*TASK TO COMPLETE:* In the items below, count the lines that contain the string "flower". Reply with the number alone.
══ SUPPLIED MATERIAL ══
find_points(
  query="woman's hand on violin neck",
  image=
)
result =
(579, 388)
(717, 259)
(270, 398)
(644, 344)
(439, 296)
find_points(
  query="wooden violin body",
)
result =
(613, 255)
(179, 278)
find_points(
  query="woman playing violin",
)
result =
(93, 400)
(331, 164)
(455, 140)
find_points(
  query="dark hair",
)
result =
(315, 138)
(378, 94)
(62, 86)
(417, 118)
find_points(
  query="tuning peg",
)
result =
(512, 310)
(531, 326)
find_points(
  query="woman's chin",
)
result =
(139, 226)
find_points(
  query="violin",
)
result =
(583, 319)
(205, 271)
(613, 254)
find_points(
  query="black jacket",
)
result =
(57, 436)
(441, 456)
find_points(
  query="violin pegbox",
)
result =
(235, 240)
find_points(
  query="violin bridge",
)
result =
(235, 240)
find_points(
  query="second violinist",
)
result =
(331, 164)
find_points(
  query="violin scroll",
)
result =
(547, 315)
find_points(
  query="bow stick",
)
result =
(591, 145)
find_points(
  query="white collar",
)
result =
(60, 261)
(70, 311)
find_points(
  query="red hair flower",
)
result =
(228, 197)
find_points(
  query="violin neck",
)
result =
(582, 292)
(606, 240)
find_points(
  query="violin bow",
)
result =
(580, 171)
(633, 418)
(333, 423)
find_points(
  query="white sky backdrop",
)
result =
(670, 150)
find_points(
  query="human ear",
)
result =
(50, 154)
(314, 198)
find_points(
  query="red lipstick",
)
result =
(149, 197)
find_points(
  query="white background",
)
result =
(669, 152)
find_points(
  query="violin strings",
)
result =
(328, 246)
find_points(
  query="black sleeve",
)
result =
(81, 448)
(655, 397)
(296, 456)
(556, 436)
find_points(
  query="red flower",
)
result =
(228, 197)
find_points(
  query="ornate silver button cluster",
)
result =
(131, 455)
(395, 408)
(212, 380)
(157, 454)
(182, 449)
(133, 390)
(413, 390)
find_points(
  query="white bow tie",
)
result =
═══
*SOLUTION TO THIS EXERCISE:* 2